**** Document segment ****

Experiences in fragment-based drug discovery

This is the title of a new review published in Trends in Pharmacological Sciences by Christopher Murray, Marcel Verdonk, and David Rees of Astex Pharmaceuticals. Although there is certainly no shortage of reviews on fragment-based lead discovery (a situation to which I have admittedly contributed), this one is notable both for its clarity and for being able to draw upon a deep wealth of institutional knowledge.

The review starts by discussing three notable case studies: Plexxikon’s discovery of the mutant B-Raf inhibitor vemurafenib, Astex’s Hsp90 program, and Merck’s BACE program.

Next, the authors describe some key concepts and challenges of FBLD.

**** Recorded data ****

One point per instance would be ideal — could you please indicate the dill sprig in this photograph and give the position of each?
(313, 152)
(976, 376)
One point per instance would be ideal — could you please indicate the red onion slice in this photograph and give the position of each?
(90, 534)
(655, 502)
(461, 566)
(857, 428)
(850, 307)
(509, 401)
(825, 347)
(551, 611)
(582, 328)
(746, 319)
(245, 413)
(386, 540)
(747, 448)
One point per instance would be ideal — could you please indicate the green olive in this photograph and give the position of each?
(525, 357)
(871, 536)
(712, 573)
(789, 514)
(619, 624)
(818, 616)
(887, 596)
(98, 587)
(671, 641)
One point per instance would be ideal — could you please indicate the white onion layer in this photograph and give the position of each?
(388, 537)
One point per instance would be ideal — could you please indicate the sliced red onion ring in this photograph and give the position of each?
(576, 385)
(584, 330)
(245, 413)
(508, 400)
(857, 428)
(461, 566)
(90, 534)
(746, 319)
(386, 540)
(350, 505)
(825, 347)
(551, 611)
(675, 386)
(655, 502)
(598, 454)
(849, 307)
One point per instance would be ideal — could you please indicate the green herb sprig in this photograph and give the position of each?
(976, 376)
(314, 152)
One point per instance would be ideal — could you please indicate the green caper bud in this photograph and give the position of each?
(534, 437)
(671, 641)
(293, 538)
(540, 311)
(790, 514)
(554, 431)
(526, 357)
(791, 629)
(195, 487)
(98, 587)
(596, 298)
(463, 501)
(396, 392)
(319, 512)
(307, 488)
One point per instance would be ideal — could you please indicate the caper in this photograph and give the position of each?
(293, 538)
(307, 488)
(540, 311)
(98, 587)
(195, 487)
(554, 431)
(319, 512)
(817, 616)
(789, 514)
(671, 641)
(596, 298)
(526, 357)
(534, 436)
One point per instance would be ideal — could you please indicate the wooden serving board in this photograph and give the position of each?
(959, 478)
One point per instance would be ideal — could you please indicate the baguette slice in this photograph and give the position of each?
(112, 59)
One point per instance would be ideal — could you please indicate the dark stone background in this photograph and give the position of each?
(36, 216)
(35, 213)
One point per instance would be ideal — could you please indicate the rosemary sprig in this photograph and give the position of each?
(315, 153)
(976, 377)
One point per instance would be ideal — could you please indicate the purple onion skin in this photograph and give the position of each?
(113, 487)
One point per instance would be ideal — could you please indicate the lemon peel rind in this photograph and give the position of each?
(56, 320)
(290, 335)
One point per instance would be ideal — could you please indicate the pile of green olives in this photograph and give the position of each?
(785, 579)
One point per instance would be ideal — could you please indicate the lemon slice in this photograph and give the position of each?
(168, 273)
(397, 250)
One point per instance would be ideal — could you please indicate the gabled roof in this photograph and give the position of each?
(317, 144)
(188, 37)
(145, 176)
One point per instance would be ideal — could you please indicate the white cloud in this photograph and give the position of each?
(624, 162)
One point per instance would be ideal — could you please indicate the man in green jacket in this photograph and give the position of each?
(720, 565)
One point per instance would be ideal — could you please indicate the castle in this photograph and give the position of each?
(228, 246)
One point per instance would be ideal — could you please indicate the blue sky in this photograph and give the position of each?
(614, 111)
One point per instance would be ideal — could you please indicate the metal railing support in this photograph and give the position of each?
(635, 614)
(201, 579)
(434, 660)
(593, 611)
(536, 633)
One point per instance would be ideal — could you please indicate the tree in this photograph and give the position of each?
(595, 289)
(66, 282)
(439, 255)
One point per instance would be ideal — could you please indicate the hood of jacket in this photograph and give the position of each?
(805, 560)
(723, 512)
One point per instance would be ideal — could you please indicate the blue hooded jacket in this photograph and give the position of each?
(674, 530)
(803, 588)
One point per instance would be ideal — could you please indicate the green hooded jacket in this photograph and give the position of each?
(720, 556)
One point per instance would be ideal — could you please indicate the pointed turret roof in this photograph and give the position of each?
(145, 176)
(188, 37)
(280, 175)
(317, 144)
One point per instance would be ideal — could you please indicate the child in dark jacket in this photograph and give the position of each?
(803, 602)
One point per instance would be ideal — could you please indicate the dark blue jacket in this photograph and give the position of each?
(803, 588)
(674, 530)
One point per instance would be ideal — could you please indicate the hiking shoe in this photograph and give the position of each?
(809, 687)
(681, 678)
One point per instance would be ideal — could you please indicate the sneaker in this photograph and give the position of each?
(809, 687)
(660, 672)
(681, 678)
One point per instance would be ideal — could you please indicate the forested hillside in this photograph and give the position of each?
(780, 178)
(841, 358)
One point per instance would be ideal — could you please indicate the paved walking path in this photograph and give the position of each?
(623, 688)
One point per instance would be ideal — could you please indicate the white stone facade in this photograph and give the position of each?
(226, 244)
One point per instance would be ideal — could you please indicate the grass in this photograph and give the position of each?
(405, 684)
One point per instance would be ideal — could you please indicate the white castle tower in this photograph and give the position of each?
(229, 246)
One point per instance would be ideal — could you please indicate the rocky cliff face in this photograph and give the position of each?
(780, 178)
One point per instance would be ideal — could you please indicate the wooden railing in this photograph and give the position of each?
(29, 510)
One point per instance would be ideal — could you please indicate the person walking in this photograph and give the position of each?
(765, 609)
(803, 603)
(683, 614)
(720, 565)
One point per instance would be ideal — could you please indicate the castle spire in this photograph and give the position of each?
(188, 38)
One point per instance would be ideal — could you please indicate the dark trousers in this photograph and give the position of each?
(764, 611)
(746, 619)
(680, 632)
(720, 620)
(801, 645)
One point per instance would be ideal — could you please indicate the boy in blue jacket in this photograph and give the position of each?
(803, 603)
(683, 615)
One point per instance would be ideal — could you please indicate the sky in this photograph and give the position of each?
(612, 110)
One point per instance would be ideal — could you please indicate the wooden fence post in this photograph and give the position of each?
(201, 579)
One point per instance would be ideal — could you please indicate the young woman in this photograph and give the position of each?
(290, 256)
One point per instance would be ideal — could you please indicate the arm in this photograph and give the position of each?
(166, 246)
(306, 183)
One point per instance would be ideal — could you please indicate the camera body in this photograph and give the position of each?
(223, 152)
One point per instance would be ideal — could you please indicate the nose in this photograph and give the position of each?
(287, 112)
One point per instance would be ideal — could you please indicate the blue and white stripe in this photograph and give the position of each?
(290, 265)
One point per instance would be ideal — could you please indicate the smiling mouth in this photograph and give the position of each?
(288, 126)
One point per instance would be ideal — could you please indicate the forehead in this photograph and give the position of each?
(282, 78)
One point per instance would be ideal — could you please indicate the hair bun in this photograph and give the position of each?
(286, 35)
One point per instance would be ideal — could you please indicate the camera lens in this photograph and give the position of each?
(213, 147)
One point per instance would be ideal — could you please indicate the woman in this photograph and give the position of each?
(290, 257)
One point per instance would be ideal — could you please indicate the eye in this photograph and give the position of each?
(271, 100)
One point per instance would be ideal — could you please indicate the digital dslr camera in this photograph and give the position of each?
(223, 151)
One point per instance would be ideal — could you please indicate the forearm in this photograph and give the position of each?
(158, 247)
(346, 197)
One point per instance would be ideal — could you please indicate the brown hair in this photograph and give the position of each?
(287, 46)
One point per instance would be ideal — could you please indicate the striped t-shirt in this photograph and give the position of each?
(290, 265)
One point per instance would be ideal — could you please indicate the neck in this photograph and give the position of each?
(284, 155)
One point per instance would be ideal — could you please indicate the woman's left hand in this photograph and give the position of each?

****
**** Recorded data ****

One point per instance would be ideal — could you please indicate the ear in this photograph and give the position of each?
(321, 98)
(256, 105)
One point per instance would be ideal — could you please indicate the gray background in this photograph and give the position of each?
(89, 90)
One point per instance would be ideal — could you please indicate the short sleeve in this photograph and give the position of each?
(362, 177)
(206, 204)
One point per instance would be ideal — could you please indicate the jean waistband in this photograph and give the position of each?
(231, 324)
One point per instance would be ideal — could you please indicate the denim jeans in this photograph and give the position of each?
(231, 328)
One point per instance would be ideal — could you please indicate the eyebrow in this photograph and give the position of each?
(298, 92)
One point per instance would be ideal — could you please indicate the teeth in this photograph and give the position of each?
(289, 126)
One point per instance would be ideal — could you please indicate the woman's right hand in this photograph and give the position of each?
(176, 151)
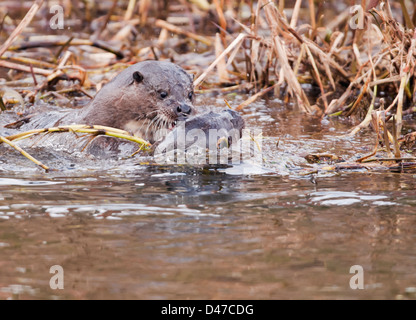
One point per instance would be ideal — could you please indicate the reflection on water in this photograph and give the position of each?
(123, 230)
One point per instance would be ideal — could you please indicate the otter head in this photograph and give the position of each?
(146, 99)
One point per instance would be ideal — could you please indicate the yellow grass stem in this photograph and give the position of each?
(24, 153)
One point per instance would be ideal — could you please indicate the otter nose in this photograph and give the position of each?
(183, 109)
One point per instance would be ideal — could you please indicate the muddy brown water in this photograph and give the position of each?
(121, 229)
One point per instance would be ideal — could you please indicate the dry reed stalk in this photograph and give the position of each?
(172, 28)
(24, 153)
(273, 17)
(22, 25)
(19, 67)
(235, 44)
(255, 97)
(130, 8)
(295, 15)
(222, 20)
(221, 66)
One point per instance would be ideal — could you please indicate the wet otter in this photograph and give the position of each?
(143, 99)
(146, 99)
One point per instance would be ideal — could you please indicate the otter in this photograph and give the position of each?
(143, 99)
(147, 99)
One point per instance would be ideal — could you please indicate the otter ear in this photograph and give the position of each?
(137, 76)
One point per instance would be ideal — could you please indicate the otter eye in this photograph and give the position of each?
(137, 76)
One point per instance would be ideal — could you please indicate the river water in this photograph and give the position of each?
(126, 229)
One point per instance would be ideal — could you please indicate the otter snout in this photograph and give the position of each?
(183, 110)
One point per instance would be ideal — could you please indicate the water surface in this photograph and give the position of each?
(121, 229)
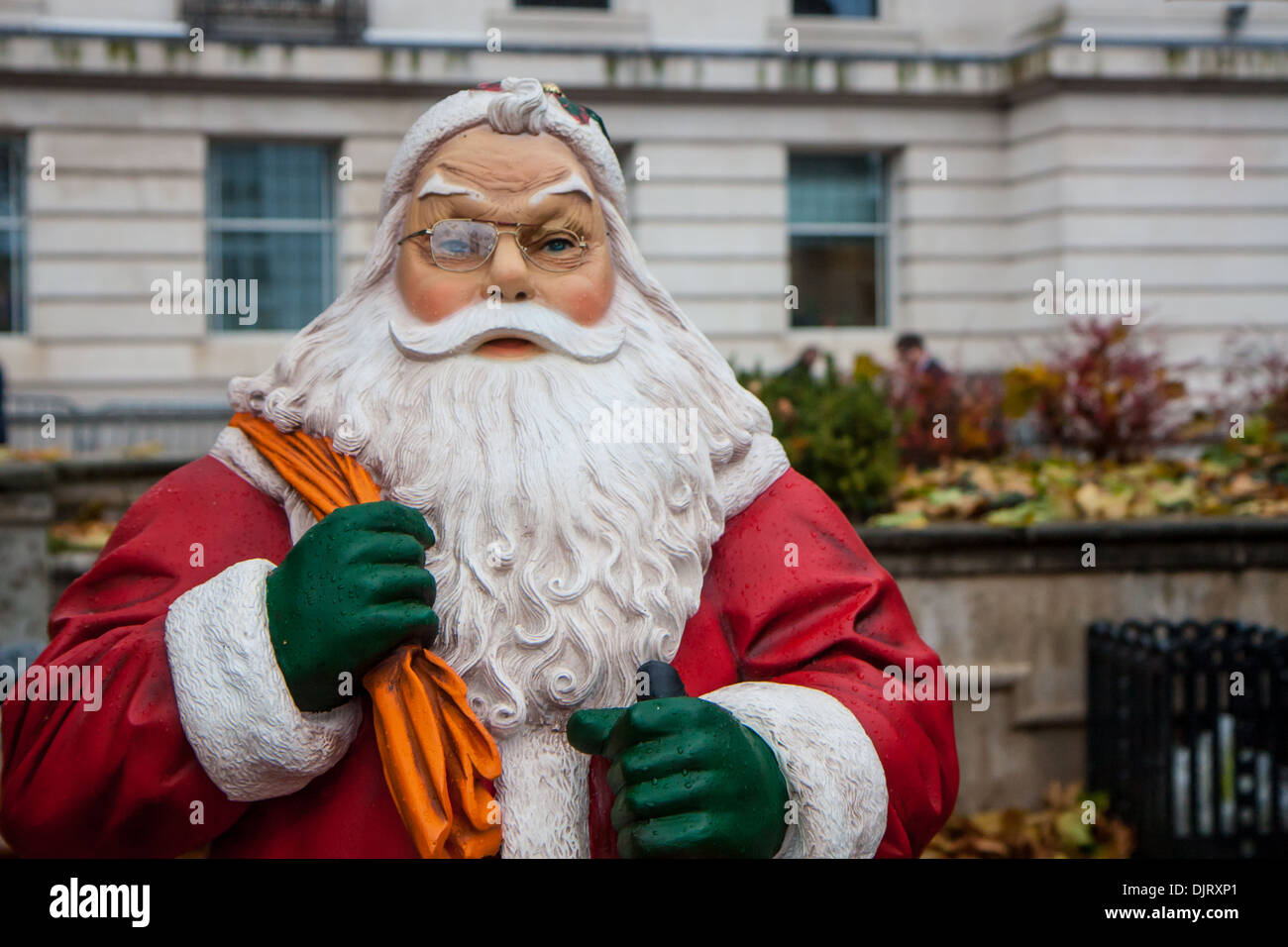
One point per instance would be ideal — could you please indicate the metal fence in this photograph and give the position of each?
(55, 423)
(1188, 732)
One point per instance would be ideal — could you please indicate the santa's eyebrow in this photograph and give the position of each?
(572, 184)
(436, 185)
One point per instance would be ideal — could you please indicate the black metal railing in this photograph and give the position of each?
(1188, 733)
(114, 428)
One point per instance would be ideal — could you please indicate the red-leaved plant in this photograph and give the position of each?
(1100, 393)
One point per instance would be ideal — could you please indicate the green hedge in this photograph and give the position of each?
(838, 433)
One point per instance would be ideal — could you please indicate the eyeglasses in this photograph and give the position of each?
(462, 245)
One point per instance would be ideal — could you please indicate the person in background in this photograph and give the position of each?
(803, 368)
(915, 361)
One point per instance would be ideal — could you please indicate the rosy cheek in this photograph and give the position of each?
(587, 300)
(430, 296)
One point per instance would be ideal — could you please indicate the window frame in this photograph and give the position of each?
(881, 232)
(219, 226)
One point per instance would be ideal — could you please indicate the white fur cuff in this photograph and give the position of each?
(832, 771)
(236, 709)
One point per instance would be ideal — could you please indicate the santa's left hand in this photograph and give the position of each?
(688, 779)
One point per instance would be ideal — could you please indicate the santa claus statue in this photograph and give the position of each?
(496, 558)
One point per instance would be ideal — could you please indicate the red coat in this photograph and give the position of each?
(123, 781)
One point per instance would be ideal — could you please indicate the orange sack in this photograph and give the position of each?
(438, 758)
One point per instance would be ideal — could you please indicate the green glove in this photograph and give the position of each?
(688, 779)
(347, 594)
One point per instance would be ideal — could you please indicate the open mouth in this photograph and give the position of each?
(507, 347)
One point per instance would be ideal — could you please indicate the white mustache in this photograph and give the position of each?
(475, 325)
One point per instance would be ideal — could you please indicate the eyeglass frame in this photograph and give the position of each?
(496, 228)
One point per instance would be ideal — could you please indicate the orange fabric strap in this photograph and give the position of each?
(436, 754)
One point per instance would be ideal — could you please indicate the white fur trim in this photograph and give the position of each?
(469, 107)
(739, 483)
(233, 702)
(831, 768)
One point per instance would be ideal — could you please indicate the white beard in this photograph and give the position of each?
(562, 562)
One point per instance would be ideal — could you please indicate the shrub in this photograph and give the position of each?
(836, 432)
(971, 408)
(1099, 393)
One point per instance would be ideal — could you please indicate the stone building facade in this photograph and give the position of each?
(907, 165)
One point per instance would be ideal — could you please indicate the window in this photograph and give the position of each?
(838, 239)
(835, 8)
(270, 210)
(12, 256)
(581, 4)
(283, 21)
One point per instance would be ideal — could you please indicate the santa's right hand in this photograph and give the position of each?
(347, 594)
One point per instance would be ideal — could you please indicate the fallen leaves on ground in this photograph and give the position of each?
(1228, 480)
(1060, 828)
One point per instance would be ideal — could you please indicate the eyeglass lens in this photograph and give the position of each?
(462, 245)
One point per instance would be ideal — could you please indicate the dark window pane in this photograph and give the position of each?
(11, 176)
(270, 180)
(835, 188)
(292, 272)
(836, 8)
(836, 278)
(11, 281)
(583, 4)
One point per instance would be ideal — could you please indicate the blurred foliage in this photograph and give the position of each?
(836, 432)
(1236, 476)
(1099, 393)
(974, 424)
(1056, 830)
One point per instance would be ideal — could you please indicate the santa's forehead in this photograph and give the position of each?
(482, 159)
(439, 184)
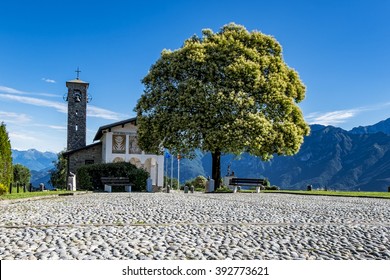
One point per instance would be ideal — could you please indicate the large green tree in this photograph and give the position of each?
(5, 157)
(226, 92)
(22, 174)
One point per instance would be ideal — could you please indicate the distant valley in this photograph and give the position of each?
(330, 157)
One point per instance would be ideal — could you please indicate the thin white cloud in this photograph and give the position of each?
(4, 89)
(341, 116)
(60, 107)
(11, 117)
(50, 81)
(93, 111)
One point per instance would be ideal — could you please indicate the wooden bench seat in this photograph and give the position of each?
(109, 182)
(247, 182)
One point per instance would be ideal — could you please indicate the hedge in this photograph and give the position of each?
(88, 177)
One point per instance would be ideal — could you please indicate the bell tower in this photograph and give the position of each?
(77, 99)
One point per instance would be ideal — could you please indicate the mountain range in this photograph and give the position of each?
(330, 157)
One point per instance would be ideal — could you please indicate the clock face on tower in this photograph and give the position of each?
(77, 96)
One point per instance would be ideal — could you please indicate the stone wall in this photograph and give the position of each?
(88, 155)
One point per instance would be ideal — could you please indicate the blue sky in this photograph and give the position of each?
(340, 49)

****

List of tasks:
**a.** In the post on fragment-based drug discovery, shorten the paragraph beginning "This is the title of a new review" into a brief list that keeps its main facts.
**b.** Rewrite the part of the post on fragment-based drug discovery that begins at the words "Experiences in fragment-based" and stops after "challenges of FBLD.", putting "examples" in place of "case studies".
**c.** Extend the post on fragment-based drug discovery, picking up after its last sentence.
None of this involves the data.

Answers by item:
**a.**
- A new review, "Experiences in fragment-based drug discovery," appeared in Trends in Pharmacological Sciences.
- Its authors are Christopher Murray, Marcel Verdonk, and David Rees of Astex Pharmaceuticals.
- Reviews on fragment-based lead discovery are plentiful, and the writer has contributed to them.
- This review stands out for its clarity and for drawing on a deep wealth of institutional knowledge.

**b.**
Experiences in fragment-based drug discovery

This is the title of a new review published in Trends in Pharmacological Sciences by Christopher Murray, Marcel Verdonk, and David Rees of Astex Pharmaceuticals. Although there is certainly no shortage of reviews on fragment-based lead discovery (a situation to which I have admittedly contributed), this one is notable both for its clarity and for being able to draw upon a deep wealth of institutional knowledge.

The review starts by discussing three notable examples: Plexxikon’s discovery of the mutant B-Raf inhibitor vemurafenib, Astex’s Hsp90 program, and Merck’s BACE program.

Next, the authors describe some key concepts and challenges of FBLD.

**c.**
Concept 1: Inappropriate physical properties are a major cause of attrition for small-molecule drugs

This should not come as a surprise to readers of this blog; the discovery of compounds with superior properties is one of the key selling points for FBLD. In support, the researchers compare 39 leads against 20 targets from Astex’s fragment-based programs with 335 published HTS-derived leads and 592 oral drugs. The FBLD-derived leads are on average 62 Da smaller and 1 log unit less lipophilic than are the HTS leads, and are much more similar to the oral drugs.

Concept 2: Although weak in potency, fragments actually form high-quality interactions

The position and the orientation of fragments tend to be conserved during the course of optimization (though see here for a notable exception). Of the 39 internal fragment-to-lead programs, roughly 80% of the atoms in the original fragment (which averaged 13 atoms total) were retained in the lead. Moreover, the mean shift in position as judged crystallographically was only 0.79 Å.

Concept 3: LE can be used to judge the relative optimisability of differently sized molecules

I like to think of fragments as ants: small and weak when considered from a human perspective, but impressively strong when considered for their size. Ligand efficiency and its many permutations are tools to assess molecules in a size-appropriate manner.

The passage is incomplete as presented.